- **Exercise objective**
Please return, word for word, the rows starting at the line that contains "Point to the painted" and ending at the final line of the rows below, with both ends included. Leave the pictures out of your answer.

- **Records for the exercise**

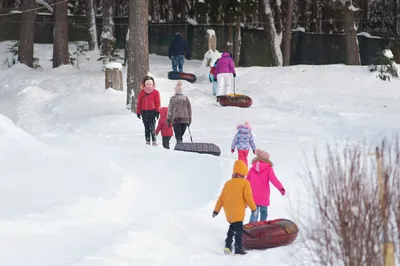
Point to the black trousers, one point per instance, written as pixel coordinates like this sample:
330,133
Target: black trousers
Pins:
179,131
166,142
235,230
149,122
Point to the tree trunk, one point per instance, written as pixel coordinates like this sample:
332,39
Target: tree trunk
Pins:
238,42
138,52
91,19
107,35
288,34
27,33
113,76
352,49
60,34
270,34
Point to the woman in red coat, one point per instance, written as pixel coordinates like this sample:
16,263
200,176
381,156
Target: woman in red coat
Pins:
148,108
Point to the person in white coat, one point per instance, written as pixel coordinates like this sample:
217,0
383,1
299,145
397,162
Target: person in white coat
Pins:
224,74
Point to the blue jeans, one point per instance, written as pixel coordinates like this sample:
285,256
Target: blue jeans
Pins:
262,212
177,62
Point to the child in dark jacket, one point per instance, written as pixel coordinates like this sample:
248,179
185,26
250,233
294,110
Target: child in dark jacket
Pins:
235,197
243,141
166,130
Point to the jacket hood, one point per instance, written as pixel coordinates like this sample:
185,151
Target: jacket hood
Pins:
260,166
225,54
243,128
163,111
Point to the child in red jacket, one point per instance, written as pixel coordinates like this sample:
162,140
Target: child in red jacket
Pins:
166,130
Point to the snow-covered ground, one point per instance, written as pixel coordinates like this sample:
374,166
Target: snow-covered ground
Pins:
80,188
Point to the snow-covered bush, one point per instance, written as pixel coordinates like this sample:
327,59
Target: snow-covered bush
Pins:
385,65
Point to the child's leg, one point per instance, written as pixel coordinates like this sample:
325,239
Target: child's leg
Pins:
166,142
215,88
254,218
263,213
238,226
229,236
242,155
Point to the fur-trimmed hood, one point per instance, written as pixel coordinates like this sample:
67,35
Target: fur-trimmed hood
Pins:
244,127
263,160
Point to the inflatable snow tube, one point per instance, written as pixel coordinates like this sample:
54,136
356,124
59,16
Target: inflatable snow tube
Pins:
237,100
269,234
173,75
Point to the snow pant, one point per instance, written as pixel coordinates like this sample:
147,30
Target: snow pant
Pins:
177,62
149,122
166,142
215,88
225,81
262,213
242,155
179,131
235,230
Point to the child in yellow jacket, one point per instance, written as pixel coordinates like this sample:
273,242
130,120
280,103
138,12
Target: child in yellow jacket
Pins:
234,198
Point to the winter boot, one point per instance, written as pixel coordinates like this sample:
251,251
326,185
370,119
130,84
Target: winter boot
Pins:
240,251
227,251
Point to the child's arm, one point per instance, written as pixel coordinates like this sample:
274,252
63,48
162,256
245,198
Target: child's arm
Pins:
252,144
219,203
159,126
234,142
248,197
274,180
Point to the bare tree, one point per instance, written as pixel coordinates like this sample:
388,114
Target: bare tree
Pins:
107,38
91,19
60,34
138,50
350,32
288,34
27,33
271,33
347,215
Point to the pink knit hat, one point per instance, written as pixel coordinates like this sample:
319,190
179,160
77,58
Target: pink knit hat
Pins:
262,154
179,87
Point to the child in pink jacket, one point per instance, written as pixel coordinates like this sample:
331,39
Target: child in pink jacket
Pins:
259,176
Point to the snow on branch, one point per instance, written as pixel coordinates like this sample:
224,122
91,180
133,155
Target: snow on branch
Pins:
43,3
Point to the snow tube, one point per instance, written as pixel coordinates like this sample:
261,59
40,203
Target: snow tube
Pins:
237,100
269,234
182,75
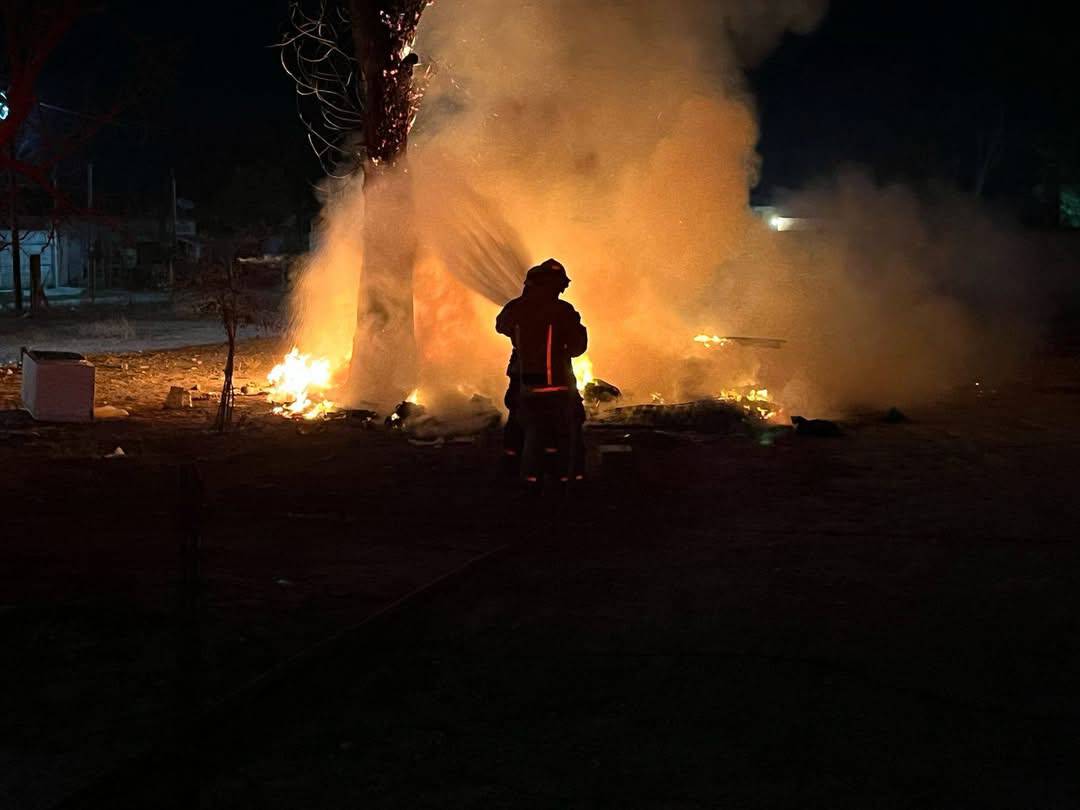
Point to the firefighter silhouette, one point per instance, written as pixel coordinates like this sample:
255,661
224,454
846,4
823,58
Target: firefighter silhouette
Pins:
545,412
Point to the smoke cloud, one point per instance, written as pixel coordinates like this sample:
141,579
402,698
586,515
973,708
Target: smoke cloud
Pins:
619,137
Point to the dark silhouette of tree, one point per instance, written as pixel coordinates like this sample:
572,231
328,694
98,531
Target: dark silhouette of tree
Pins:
359,95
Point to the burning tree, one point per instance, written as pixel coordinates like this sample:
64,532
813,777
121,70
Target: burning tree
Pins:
358,95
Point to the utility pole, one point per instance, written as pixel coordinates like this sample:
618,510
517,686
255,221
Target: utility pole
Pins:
172,246
90,241
16,254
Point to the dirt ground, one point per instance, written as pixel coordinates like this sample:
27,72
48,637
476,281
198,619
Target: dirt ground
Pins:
883,620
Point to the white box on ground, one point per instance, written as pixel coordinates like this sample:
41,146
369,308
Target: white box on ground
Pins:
57,387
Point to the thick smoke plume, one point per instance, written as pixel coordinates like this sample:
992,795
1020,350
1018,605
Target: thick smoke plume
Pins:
619,136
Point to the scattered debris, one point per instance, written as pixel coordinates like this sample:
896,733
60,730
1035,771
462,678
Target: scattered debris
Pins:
366,418
109,413
815,428
601,392
178,397
894,416
706,416
439,442
403,414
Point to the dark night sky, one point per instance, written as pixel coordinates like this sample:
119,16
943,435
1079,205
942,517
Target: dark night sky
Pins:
902,88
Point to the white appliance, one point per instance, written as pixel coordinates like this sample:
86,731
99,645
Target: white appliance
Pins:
57,387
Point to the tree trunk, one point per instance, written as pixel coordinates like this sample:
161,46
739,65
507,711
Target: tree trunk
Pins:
382,369
383,366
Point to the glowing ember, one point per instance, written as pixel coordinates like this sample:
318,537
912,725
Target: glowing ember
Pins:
711,340
752,400
295,381
582,370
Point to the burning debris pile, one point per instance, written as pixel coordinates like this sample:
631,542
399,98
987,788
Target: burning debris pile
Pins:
731,412
298,386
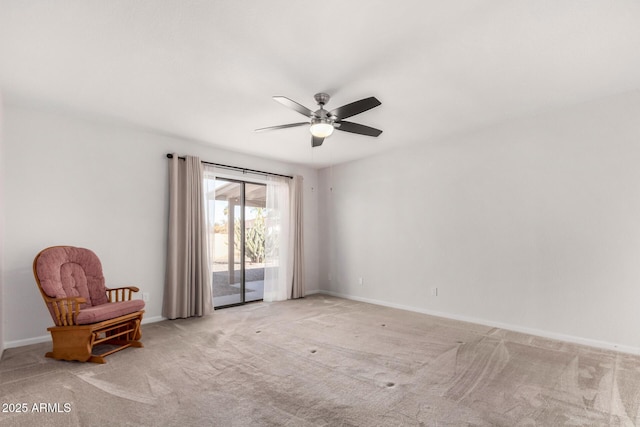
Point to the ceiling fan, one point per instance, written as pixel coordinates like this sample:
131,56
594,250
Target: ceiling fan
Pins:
322,122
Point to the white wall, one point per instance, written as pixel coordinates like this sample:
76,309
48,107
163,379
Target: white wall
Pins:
533,225
2,179
78,181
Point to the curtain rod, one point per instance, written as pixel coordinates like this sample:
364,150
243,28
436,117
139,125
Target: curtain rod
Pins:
170,156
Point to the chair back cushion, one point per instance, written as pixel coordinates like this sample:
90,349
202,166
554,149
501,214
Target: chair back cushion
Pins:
67,271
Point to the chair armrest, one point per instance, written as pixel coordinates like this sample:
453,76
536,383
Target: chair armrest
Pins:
65,310
124,293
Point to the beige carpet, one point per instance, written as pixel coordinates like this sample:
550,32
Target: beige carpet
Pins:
330,362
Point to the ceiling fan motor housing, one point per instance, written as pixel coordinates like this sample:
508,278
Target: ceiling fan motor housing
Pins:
321,98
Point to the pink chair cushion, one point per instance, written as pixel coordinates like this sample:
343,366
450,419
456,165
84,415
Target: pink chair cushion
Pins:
67,271
108,311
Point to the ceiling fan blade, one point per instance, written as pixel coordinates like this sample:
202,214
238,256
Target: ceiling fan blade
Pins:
316,141
354,108
357,128
294,106
290,125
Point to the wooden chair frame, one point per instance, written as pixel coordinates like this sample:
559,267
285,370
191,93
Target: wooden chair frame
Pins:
72,341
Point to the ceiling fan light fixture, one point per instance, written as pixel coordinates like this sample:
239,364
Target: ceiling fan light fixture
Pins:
321,128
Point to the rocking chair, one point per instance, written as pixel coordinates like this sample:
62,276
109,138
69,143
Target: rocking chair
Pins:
88,316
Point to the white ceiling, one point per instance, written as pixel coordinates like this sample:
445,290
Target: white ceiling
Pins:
206,70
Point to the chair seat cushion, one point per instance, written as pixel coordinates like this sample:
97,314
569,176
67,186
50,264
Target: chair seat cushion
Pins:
110,310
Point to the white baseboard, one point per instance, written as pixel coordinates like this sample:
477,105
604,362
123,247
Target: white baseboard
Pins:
516,328
153,319
27,341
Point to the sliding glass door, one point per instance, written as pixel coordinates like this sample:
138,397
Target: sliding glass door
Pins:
237,213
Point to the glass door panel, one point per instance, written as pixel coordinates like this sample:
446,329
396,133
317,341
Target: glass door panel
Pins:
255,212
227,267
237,241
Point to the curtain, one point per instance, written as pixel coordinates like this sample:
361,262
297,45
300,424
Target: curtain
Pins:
297,240
277,275
188,280
284,260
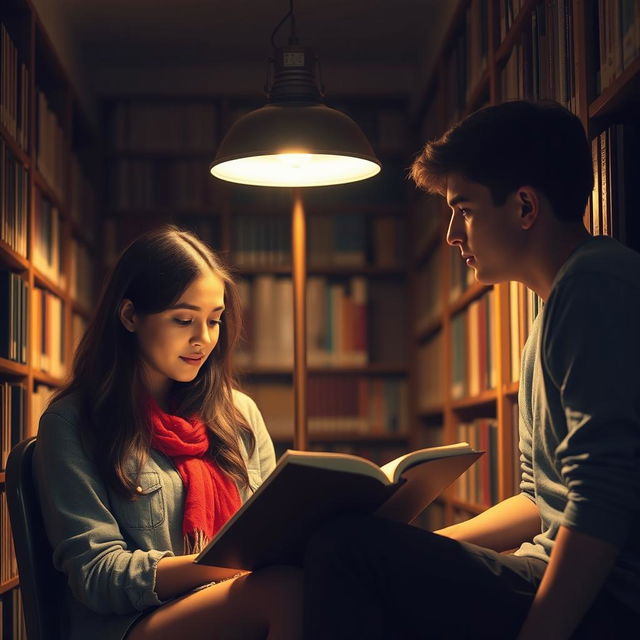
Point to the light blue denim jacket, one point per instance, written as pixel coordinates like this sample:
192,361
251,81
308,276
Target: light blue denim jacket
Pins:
109,546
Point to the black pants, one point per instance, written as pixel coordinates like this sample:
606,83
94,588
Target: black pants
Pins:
370,578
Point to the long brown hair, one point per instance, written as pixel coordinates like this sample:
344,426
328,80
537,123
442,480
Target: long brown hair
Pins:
153,272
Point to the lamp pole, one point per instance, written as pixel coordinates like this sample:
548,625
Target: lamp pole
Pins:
299,271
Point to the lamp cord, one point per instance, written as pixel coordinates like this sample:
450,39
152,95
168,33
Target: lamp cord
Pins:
292,36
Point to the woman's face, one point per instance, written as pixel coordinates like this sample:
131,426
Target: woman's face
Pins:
175,343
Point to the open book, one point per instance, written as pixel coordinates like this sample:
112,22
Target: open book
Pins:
308,489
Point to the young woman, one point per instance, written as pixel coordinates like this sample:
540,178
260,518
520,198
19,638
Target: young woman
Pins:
148,450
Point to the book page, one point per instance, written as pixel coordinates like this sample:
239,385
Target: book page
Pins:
337,461
393,470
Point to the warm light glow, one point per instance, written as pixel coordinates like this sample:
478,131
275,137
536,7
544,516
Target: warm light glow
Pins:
295,170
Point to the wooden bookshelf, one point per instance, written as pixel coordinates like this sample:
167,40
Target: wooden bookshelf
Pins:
574,83
24,146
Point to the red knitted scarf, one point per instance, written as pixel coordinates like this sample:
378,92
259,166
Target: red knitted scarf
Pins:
211,496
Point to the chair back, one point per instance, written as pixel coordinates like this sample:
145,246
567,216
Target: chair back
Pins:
41,585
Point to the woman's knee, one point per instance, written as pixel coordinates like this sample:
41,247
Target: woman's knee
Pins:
345,535
274,586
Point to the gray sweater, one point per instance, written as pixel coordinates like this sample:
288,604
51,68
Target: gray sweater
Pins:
109,546
580,408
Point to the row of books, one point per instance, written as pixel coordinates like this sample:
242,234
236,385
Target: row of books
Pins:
476,41
429,374
14,200
81,274
614,152
170,127
83,204
462,276
13,316
261,240
473,355
427,216
48,347
524,306
385,127
467,59
48,240
508,11
616,34
8,565
14,90
12,622
336,322
541,65
428,290
51,145
342,240
13,401
479,485
347,404
147,184
355,240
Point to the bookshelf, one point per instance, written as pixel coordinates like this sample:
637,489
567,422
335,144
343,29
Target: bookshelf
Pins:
47,233
586,55
357,346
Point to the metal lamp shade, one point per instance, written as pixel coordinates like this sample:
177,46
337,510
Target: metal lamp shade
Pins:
295,145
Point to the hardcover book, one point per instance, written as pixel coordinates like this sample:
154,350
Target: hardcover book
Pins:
308,489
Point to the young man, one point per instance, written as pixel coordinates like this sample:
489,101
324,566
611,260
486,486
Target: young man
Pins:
517,177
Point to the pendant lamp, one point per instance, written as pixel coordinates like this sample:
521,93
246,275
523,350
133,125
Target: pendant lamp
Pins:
295,140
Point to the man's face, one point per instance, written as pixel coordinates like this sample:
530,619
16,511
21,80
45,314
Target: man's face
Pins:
489,237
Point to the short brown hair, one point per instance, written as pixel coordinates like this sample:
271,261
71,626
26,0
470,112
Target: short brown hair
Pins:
512,144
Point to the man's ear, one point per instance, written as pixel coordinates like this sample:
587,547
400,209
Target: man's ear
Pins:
127,314
529,204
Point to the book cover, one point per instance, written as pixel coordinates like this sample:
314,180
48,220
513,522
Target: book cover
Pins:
309,489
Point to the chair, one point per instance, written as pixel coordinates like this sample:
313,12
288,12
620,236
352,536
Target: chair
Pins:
42,586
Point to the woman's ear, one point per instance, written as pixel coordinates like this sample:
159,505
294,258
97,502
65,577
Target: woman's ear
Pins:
127,314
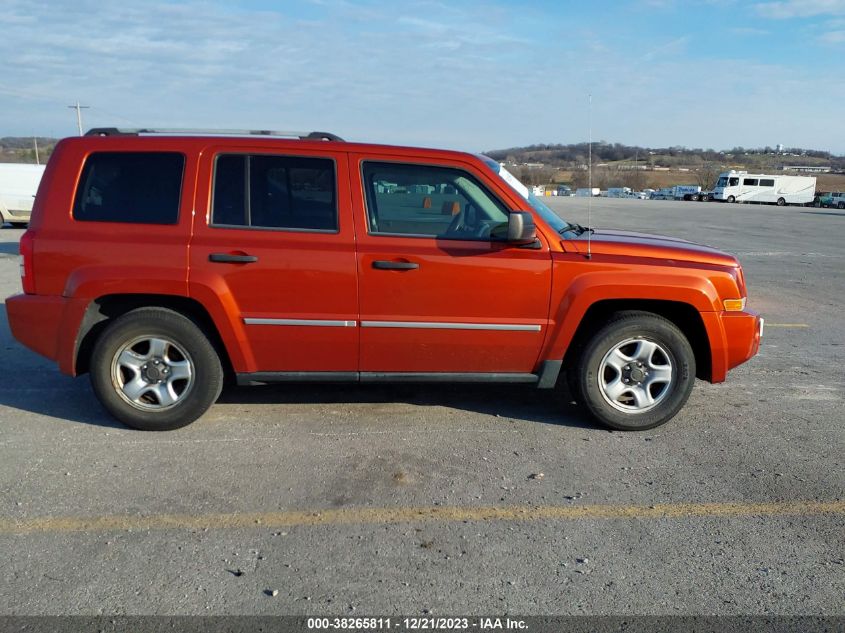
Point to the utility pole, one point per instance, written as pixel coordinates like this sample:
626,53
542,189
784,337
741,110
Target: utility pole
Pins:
79,109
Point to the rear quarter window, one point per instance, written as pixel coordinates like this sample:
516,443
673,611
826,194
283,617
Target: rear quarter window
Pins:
134,187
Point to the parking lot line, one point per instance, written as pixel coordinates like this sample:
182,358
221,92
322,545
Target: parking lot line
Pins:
371,516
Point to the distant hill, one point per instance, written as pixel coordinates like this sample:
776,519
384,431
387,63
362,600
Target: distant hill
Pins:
21,149
615,164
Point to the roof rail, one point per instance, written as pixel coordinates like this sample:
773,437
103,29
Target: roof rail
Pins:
114,131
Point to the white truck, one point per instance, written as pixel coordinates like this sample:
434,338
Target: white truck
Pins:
740,186
18,185
586,192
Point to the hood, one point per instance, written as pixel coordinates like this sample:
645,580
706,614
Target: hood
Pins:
632,244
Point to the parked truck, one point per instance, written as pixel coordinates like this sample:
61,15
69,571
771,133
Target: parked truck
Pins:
740,186
18,185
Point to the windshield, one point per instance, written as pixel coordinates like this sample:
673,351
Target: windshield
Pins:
550,217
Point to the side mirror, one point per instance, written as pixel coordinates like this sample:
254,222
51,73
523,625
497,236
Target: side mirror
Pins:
521,229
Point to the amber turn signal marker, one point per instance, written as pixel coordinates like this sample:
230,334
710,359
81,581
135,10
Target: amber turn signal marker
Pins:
734,305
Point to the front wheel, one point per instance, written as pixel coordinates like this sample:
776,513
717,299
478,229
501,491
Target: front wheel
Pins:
636,372
154,369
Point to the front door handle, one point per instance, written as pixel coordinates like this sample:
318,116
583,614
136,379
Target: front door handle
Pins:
388,265
228,258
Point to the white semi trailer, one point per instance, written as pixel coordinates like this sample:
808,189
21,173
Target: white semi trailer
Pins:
740,186
18,185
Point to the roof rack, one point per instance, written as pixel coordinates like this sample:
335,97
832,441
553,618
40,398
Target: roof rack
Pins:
114,131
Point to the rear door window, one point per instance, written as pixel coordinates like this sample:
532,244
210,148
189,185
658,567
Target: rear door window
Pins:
137,187
274,192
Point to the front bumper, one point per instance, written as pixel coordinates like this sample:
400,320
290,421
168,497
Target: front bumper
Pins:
743,333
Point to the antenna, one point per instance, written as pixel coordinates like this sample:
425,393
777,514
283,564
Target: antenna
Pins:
79,109
590,176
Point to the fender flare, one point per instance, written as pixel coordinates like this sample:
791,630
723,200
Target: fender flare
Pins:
591,288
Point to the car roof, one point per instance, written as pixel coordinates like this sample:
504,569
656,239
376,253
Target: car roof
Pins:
116,138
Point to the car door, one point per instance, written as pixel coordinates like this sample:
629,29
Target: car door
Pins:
440,291
273,241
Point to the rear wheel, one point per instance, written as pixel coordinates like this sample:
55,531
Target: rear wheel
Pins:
154,369
636,372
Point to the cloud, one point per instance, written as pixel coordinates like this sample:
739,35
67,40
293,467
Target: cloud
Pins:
672,47
788,9
749,30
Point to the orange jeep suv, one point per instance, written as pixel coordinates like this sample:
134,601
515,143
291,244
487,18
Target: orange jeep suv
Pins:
162,262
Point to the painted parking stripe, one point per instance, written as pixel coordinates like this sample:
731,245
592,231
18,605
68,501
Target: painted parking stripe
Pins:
434,514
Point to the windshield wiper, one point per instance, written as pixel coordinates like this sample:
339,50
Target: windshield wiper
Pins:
576,228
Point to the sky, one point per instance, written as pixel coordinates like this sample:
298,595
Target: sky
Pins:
462,74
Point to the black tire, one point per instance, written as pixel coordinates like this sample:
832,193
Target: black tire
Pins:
636,326
202,390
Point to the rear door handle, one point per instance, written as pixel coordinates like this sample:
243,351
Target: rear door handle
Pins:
388,265
228,258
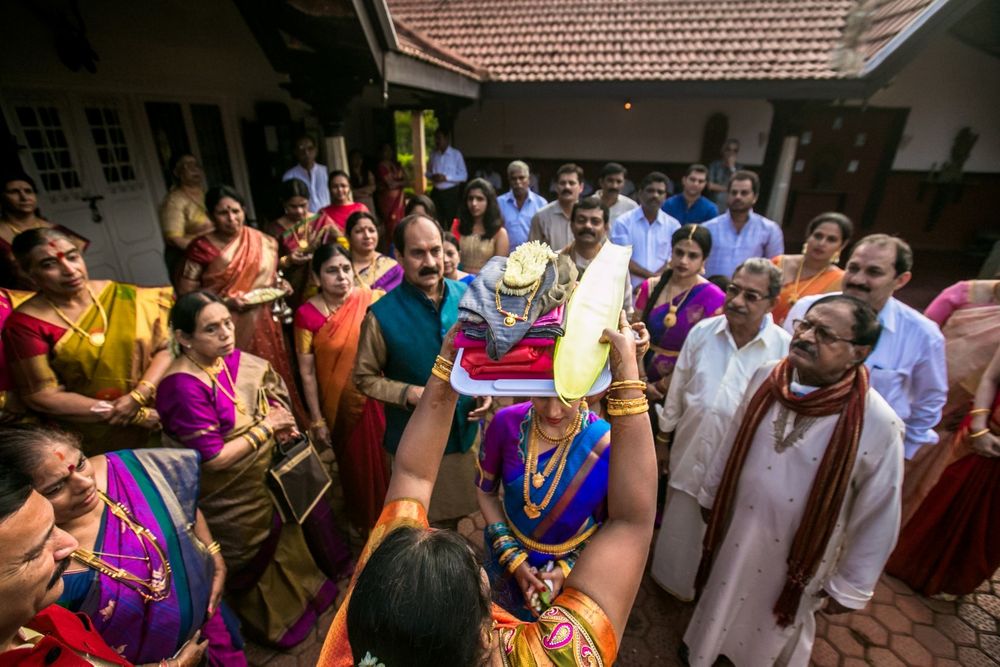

- **Solution to the exercise**
Point to the painted parking stripe, one point per instance, written as pixel coordinates like this sample:
731,245
592,231
18,605
68,501
Target: painted parking stripe
Pins:
434,514
Point to the windshield wiper, one point per instance, written as pixel coordinates like this sample:
339,50
Target: windshield wiper
Pins:
576,228
Point to the sky, one point per instance, written as pixel coordinates like this sample:
298,595
Target: sky
Pins:
462,74
Point to the black tire, one point per instance, written as pixel coordinates like this sample:
832,193
Target: black tire
Pins:
636,326
202,390
Point to the rear door handle, one point per instance, written as pixel coordinates like this sample:
243,351
Target: rear door handle
Pins:
388,265
228,258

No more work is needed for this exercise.